## Objective
Would you set down every entry shown below, precisely as written?

## Materials provided
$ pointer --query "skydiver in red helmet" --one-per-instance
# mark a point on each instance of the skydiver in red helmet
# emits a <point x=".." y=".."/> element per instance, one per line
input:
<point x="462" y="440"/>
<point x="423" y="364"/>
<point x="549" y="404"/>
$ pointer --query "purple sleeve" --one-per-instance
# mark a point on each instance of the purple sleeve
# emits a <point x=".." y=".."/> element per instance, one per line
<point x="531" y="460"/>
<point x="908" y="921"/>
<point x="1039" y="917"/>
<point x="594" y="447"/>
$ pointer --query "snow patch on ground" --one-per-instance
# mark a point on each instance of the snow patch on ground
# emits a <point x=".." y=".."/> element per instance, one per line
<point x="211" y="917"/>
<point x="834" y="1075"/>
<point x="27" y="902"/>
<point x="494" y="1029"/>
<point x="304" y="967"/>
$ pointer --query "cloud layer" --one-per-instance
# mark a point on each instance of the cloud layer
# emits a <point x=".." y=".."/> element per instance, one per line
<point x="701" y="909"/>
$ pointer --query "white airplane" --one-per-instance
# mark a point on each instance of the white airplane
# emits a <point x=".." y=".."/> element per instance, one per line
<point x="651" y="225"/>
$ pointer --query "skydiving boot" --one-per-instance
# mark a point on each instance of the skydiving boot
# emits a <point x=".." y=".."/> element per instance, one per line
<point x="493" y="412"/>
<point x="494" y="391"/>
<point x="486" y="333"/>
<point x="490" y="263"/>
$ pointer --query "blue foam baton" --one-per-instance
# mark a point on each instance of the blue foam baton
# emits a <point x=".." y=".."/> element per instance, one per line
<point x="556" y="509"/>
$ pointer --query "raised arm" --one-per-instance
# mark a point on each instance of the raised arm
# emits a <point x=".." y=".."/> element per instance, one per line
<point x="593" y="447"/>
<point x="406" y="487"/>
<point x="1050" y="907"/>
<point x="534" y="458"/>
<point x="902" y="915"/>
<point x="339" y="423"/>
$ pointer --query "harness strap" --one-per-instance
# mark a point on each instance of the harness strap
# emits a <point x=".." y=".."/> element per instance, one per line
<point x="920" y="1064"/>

## Result for this task
$ pointer --query "skydiver in red helmet" --one-per-instance
# mark a point on each instance of the skydiver in red helmet
# emits a <point x=".." y=".."/> element per instance, one per line
input:
<point x="462" y="440"/>
<point x="423" y="364"/>
<point x="549" y="404"/>
$ pointer --query "purple sleeve" --one-per-instance
# mark a point on each instance of the purple sleeve
# emits a <point x=".." y=".."/> element per instance, one per line
<point x="531" y="460"/>
<point x="908" y="921"/>
<point x="1039" y="917"/>
<point x="594" y="447"/>
$ pointer --query "snow patch on ground" --one-per-instance
# mark a point on each instance of the snow patch on ground
# emits a <point x=".." y=".."/> element per instance, one per line
<point x="211" y="917"/>
<point x="834" y="1075"/>
<point x="27" y="902"/>
<point x="494" y="1029"/>
<point x="304" y="967"/>
$ pointer --query "cloud layer" --one-per-instance
# mark a point on each instance of the cloud layer
# emits a <point x=".." y=".."/> element per instance, one per line
<point x="701" y="909"/>
$ pointer --query "white airplane" --one-per-instance
# mark a point on each instance of the white airplane
# emits a <point x=".." y=".."/> element per instance, one per line
<point x="651" y="225"/>
$ pointer --query "skydiving boot" --one-per-instance
# mark a point on each instance of the skydiving boot
# emits a <point x=".." y=".."/> element per instance, one per line
<point x="493" y="412"/>
<point x="494" y="391"/>
<point x="486" y="333"/>
<point x="490" y="263"/>
$ pointer --query "blue foam baton" --one-per-instance
# mark a point on each instance of the blue foam baton
# emits a <point x=".." y=".."/> element per instance, one per line
<point x="556" y="509"/>
$ pointer --query "raised arm" --one-per-instance
# mark a point on each instance of the raised arm
# emits a <point x=".." y=".."/> element per instance, one per line
<point x="593" y="447"/>
<point x="406" y="487"/>
<point x="1050" y="907"/>
<point x="534" y="458"/>
<point x="902" y="915"/>
<point x="339" y="423"/>
$ pointer --query "harness strap" --one-per-instance
# mark a point on each instance of the harness strap
# emits a <point x=".." y=".."/> element per instance, one per line
<point x="920" y="1064"/>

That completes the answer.